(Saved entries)

-------

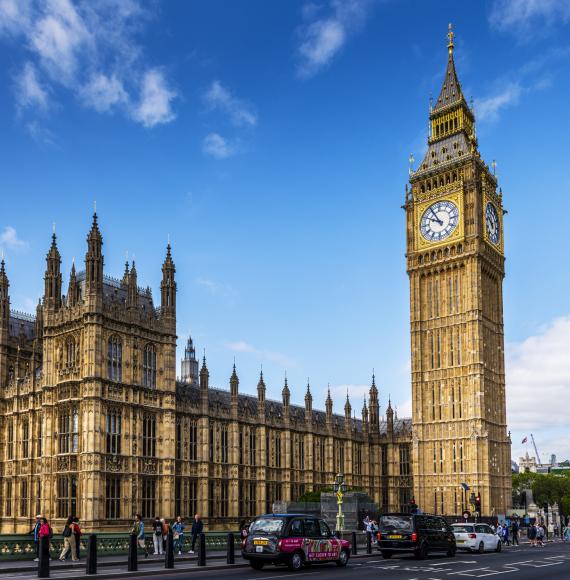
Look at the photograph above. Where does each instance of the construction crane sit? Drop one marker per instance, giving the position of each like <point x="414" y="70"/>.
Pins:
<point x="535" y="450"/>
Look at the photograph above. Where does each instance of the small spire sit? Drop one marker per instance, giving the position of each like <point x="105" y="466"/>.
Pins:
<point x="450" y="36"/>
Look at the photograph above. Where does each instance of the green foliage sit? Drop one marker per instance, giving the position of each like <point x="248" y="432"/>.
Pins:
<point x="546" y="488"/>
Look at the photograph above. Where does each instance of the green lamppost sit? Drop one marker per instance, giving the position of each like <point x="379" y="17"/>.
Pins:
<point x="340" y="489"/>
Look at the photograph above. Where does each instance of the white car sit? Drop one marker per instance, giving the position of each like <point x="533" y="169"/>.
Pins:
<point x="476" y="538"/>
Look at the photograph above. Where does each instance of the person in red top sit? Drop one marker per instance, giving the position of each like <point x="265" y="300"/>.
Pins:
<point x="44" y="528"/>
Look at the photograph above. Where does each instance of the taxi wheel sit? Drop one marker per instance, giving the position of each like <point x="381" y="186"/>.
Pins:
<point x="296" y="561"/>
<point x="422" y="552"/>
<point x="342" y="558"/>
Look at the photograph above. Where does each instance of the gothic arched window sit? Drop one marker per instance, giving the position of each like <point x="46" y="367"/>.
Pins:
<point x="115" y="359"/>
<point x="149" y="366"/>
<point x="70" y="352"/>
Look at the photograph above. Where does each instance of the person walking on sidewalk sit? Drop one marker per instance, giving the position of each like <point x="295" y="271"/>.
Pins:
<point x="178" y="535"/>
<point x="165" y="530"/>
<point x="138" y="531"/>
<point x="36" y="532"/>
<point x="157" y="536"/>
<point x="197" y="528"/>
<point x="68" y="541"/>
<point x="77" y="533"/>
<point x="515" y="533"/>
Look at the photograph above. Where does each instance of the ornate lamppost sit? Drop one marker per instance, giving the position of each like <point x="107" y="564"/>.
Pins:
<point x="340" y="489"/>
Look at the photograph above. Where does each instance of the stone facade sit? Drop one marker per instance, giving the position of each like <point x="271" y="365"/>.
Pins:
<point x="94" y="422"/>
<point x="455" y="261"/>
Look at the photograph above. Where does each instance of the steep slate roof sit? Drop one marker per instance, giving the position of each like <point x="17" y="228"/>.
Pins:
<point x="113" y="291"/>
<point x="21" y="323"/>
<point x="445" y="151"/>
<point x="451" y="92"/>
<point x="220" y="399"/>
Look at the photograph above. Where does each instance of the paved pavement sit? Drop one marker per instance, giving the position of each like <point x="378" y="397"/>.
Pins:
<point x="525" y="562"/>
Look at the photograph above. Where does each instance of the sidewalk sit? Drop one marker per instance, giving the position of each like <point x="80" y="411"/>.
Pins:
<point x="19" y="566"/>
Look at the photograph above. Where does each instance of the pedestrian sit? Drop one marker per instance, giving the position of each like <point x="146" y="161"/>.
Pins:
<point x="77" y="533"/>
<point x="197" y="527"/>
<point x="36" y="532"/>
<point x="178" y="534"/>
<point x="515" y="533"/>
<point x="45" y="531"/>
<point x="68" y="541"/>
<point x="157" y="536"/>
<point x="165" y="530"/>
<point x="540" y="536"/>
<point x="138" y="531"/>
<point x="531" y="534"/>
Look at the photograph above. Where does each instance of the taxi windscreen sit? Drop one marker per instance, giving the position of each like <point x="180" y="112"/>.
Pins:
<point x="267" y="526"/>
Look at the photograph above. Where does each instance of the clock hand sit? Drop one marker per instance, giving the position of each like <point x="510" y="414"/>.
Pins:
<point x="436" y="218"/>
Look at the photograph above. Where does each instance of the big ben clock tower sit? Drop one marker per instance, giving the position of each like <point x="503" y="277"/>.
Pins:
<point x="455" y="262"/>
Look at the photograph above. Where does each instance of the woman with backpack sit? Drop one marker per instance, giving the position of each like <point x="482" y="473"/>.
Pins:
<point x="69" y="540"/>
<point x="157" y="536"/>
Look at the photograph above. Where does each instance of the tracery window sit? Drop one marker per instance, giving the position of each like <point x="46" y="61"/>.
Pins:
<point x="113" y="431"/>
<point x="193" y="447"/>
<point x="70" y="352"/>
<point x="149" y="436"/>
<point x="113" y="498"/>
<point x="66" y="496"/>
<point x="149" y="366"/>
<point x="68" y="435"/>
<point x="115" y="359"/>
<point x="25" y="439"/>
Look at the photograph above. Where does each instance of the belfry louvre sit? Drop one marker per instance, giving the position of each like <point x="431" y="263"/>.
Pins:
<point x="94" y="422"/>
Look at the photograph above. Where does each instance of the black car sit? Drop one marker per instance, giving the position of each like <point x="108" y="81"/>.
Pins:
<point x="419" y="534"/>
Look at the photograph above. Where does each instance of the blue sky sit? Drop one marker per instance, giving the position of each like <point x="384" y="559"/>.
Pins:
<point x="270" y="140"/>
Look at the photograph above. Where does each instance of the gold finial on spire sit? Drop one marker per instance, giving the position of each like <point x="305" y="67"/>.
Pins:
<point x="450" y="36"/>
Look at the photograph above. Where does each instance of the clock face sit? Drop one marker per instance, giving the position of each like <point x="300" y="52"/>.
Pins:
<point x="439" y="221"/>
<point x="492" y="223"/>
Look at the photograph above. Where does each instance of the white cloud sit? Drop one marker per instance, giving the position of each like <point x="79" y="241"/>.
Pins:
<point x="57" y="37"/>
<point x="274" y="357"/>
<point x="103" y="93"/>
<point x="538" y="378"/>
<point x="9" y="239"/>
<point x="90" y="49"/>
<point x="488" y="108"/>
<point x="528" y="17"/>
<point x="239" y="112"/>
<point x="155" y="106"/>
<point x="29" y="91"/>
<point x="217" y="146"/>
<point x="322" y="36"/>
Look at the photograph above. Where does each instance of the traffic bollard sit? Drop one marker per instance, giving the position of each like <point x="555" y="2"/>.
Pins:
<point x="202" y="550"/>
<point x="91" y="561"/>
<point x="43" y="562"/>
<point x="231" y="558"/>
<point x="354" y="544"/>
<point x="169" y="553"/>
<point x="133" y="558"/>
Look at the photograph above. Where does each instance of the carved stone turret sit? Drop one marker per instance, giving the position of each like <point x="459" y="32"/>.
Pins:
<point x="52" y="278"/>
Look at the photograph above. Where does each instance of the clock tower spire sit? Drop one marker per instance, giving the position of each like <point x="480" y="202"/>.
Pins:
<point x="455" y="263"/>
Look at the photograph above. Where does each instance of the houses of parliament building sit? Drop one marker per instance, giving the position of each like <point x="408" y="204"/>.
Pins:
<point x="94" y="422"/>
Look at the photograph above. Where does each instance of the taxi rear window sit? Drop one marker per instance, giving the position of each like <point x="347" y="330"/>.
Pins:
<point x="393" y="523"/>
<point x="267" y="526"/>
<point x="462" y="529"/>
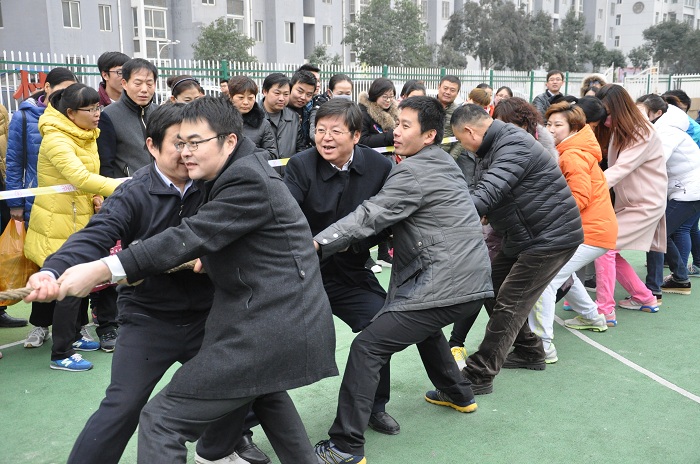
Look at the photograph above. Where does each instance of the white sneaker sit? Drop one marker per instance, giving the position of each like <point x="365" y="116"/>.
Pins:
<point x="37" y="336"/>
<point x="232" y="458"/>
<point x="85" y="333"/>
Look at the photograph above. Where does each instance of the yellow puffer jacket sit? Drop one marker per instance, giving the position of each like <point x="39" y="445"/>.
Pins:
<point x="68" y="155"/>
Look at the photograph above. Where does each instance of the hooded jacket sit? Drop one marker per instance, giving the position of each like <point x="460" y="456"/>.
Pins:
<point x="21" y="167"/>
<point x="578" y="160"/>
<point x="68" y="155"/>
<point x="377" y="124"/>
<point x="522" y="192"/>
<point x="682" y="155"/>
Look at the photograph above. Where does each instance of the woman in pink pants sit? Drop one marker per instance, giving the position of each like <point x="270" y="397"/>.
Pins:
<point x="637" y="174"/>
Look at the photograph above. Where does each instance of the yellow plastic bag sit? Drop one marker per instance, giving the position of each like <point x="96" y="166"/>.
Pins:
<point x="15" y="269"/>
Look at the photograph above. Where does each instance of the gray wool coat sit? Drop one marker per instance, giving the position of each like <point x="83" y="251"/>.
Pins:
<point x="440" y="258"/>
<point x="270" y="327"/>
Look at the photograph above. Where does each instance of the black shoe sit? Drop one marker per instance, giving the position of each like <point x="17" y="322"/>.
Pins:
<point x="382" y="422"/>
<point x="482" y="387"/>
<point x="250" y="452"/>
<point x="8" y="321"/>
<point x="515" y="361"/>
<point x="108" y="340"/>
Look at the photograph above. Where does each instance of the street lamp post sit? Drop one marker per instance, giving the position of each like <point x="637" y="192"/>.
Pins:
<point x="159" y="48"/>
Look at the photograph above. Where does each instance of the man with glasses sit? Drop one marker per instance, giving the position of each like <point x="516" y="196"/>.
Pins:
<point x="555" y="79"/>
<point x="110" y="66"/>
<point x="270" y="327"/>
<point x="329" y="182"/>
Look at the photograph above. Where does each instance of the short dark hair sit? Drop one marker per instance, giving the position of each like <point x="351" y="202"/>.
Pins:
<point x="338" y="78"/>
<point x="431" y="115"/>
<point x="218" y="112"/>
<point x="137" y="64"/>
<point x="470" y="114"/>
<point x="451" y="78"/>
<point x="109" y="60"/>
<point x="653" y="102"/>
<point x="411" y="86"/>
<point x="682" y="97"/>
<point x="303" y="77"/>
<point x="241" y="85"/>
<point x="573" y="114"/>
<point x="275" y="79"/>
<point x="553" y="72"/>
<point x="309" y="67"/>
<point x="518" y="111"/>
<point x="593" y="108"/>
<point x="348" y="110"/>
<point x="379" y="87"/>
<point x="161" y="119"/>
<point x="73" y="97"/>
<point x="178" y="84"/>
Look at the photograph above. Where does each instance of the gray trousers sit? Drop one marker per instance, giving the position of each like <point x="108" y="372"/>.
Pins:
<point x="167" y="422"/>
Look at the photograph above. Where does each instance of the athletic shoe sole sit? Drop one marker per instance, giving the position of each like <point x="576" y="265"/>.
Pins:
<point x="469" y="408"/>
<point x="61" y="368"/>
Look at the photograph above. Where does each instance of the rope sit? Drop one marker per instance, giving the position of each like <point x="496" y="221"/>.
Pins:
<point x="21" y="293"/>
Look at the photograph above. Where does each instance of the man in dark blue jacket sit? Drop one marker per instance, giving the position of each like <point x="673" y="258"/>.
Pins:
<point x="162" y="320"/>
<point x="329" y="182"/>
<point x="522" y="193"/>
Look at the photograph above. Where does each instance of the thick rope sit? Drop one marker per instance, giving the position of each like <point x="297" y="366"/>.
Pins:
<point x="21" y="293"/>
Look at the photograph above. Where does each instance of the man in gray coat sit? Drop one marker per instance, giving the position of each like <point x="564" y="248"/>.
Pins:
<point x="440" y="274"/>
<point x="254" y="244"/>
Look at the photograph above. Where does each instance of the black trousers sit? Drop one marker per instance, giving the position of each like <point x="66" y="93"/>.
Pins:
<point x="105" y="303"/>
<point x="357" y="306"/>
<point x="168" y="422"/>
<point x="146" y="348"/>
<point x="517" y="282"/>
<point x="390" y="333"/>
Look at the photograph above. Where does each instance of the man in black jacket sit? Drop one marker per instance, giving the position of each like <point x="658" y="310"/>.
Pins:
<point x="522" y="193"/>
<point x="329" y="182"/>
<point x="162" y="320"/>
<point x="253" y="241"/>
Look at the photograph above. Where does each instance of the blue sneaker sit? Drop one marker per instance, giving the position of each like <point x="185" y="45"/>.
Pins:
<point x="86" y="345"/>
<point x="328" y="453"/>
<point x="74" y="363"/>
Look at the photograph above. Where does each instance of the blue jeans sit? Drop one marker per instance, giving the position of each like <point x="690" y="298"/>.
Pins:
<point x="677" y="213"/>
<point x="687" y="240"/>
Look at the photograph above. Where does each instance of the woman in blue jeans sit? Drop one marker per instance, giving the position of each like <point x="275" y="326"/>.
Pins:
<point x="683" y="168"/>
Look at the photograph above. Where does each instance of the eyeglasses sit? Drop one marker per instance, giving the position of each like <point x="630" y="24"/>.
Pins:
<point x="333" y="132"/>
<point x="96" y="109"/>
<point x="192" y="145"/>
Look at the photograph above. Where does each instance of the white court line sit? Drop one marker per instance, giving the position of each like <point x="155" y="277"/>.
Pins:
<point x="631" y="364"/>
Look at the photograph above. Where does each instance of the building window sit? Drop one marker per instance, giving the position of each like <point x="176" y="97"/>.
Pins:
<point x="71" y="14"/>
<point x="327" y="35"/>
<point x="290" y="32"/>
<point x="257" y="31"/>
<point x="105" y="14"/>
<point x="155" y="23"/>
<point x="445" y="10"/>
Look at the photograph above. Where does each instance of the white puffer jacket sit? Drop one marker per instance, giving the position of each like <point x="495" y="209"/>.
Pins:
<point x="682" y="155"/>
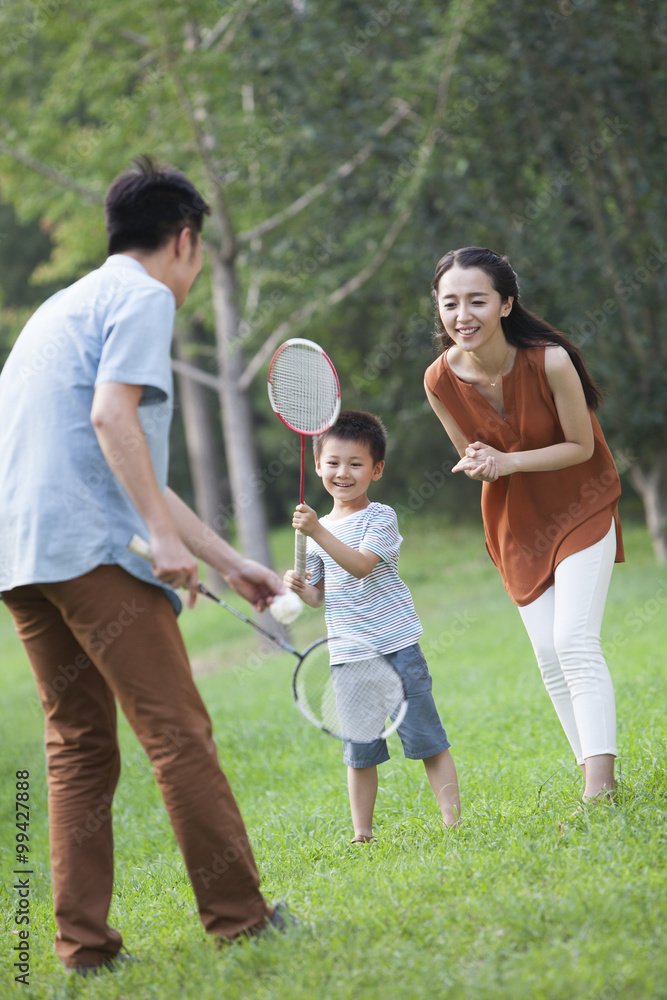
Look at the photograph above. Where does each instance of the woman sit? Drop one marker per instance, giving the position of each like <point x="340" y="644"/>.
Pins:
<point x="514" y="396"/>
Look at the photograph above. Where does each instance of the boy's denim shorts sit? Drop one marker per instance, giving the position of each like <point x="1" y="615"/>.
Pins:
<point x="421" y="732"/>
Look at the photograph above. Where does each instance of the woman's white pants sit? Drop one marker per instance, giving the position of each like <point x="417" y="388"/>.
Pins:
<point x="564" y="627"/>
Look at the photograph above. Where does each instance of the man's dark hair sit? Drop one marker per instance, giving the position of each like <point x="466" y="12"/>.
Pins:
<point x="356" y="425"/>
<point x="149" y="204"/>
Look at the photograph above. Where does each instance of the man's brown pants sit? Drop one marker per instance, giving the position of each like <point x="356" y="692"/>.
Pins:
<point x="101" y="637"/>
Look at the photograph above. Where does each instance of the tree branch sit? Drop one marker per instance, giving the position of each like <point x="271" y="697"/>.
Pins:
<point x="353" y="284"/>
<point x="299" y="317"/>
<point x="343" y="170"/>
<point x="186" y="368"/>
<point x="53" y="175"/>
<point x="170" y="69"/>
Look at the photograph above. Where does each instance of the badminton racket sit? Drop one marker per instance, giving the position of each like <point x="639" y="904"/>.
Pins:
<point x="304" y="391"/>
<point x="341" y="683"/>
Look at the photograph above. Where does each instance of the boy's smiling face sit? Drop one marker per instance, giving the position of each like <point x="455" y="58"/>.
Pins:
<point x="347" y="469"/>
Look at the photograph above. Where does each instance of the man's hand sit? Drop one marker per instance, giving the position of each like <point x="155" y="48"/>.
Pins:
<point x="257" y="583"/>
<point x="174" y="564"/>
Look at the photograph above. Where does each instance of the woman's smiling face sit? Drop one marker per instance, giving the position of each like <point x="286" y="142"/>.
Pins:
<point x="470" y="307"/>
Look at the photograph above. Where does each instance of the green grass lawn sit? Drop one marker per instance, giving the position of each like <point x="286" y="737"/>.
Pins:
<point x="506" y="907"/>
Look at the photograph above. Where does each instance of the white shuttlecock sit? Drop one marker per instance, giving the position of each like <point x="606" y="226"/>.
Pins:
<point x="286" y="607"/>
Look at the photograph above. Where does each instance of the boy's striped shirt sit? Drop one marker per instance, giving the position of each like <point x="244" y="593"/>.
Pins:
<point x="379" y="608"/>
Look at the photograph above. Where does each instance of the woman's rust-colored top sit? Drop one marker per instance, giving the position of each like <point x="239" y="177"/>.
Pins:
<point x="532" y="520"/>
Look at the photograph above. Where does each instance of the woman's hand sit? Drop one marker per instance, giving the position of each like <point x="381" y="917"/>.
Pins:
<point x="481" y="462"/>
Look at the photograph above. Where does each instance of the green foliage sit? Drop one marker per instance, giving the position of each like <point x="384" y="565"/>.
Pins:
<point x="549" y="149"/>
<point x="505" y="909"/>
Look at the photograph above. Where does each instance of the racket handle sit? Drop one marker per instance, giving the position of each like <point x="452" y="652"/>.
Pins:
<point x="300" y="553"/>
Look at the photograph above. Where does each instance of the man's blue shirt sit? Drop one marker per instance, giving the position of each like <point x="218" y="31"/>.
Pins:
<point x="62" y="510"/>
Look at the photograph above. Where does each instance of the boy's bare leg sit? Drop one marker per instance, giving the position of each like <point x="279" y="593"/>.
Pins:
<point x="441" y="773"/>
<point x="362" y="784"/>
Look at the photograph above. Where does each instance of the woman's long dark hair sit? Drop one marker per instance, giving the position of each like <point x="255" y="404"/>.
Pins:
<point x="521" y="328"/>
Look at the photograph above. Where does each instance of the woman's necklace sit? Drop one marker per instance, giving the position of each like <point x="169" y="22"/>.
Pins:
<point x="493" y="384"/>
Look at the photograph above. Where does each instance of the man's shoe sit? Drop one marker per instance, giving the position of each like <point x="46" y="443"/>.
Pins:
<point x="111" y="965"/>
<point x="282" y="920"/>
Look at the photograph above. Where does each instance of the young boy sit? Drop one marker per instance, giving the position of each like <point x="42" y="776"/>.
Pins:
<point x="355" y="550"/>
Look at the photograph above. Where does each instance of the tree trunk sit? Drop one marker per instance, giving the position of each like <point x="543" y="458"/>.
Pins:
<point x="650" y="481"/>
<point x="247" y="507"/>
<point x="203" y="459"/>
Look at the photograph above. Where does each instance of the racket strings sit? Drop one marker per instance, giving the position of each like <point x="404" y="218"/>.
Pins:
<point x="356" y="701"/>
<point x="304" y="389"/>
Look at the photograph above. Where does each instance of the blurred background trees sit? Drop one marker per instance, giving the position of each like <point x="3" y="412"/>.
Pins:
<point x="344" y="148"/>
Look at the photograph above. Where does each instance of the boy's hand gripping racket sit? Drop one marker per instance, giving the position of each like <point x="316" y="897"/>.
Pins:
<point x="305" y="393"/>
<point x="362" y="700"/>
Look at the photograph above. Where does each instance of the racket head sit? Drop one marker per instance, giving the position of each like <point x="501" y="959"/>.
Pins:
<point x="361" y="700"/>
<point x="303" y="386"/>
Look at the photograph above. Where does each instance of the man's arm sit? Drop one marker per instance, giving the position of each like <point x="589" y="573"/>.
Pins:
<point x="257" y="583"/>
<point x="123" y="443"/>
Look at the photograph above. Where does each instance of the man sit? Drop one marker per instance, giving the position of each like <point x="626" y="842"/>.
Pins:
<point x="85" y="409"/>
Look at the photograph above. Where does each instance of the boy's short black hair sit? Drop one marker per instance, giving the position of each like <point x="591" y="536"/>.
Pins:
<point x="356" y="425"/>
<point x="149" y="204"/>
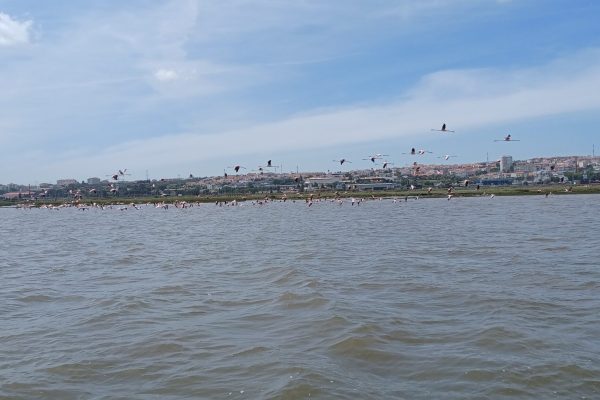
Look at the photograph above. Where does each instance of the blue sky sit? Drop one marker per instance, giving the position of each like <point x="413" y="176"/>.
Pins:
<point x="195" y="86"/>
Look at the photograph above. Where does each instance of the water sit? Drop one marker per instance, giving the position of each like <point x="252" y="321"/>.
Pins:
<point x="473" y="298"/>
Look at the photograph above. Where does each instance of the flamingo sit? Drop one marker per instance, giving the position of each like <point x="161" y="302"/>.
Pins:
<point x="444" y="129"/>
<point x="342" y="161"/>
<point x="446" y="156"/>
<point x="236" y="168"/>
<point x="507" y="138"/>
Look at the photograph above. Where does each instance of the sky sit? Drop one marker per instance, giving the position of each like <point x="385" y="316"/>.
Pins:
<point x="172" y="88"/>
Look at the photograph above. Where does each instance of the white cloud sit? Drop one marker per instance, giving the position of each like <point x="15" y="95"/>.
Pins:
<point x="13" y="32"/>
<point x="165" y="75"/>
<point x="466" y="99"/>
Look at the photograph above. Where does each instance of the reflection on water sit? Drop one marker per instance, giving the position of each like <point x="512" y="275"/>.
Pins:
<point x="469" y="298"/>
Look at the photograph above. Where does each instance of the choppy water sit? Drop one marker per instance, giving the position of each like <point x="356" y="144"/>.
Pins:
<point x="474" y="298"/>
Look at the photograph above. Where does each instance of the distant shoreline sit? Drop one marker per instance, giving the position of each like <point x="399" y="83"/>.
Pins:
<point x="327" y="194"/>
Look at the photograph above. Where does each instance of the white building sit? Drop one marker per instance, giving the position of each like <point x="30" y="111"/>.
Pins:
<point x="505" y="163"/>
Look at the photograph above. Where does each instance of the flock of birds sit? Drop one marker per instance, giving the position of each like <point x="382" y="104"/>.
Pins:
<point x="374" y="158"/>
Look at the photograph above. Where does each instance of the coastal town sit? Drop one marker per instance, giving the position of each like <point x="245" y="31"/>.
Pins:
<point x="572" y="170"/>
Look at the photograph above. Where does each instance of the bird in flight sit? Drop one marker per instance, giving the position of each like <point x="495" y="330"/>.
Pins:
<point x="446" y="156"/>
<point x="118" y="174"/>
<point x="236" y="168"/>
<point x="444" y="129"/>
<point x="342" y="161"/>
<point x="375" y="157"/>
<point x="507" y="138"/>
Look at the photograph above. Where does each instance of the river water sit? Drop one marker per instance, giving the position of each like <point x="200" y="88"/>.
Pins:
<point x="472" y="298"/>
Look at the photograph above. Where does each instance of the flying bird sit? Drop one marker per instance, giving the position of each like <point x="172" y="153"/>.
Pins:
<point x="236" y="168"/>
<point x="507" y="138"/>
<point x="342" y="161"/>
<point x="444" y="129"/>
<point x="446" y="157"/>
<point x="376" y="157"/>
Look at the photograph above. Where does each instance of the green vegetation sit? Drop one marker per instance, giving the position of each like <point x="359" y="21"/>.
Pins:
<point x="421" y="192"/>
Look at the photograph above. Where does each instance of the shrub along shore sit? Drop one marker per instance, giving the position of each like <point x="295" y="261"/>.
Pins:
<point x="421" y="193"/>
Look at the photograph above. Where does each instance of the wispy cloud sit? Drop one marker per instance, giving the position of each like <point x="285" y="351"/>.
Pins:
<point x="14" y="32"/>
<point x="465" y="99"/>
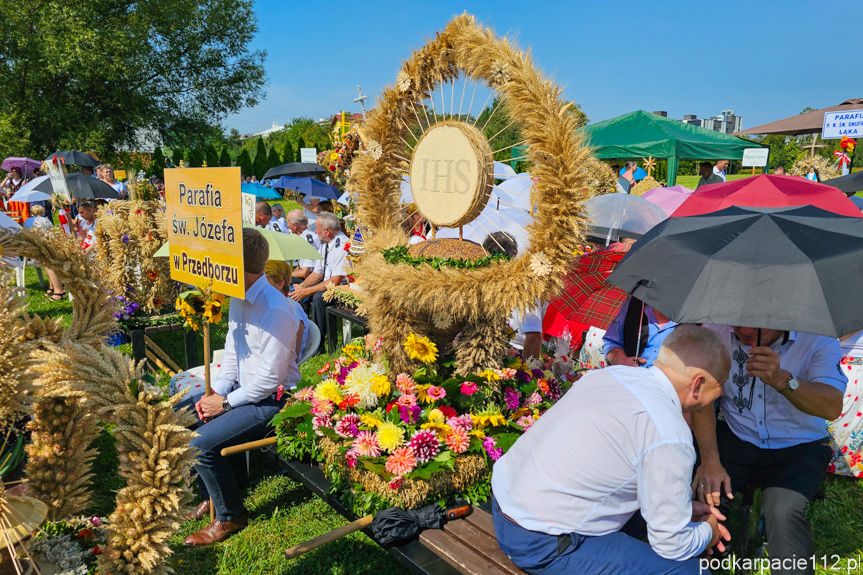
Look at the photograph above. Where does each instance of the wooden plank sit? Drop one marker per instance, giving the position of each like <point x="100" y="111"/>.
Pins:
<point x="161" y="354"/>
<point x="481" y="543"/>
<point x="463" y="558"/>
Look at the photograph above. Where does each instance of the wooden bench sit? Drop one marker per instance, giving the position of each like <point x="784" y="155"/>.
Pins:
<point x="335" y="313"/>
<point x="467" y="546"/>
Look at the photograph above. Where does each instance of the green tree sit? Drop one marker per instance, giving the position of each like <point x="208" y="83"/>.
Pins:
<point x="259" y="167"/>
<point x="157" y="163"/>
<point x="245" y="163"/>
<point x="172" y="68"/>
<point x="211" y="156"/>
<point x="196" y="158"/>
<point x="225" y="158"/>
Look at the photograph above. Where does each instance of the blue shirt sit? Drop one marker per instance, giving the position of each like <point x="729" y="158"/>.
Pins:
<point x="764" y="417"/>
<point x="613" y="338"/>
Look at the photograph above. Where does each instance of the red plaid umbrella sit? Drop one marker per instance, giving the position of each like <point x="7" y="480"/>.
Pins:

-------

Your task is to count the lines of the records that contain "building". Answer with only that number.

3